_Task goal_:
Please copy out every row below, requests included, but shift each coordinate in the answers by adding 101 to both numbers. Leave the pictures out of your answer.

_Dataset rows_:
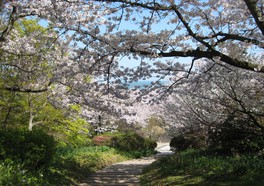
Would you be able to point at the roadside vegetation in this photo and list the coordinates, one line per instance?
(205, 167)
(36, 158)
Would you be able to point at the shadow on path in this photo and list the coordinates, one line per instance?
(125, 173)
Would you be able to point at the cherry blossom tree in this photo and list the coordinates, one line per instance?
(225, 101)
(122, 41)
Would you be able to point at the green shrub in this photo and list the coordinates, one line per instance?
(13, 173)
(102, 140)
(238, 137)
(200, 167)
(35, 149)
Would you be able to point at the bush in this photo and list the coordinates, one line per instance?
(102, 140)
(35, 149)
(237, 136)
(13, 173)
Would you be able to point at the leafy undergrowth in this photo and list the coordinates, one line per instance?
(193, 167)
(74, 165)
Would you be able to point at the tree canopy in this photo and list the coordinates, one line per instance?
(115, 43)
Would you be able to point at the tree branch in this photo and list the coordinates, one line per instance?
(256, 13)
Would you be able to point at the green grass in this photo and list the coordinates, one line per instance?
(201, 168)
(72, 166)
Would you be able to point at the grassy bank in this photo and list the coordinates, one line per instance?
(196, 167)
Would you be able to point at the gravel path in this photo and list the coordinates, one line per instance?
(126, 173)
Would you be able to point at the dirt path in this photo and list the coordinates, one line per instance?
(125, 173)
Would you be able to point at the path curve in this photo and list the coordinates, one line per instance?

_Response below_:
Would you be able to point at the roadside vegetation in this photo and list the coordinates, one line per instance?
(306, 268)
(137, 259)
Would you be able to point at the shadow on path in this photo and list the coordinates, one line per instance?
(226, 274)
Would you be able to point at the cherry blossom tree in this photo and list the coordinates, one line per instance?
(326, 202)
(223, 142)
Would you be able to point at the green shrub in this photo and list the coordinates, one line per instance?
(114, 274)
(203, 241)
(339, 238)
(301, 268)
(136, 250)
Would you be able to point at the bush in this photo and list the coordinates, one line per instance?
(203, 241)
(136, 250)
(338, 237)
(114, 274)
Would you be able to point at the leafy undergrowth in this photo and list the coordinates, one line per instance?
(294, 268)
(175, 266)
Would you be able to point at the tree canopy in this photo and list the coordinates, one line per instance?
(216, 144)
Would you be able to point at the tree branch in this photo and list the coordinates, one line per instance?
(357, 114)
Would you be able to point at the green grass in this photo and list the coordinates, one line per instance?
(302, 269)
(173, 267)
Would you be able to point at the grassy bank in this photo and list the coordinates, one line per instance?
(297, 268)
Would you be able to point at the gravel path in this photo and list the coordinates, one line per instance?
(227, 274)
Would you be able to point at the dirt path in this photo and list the coordinates, one line per instance?
(226, 274)
Would you be able to point at the path curve in this photo and list the coordinates, one line per instance?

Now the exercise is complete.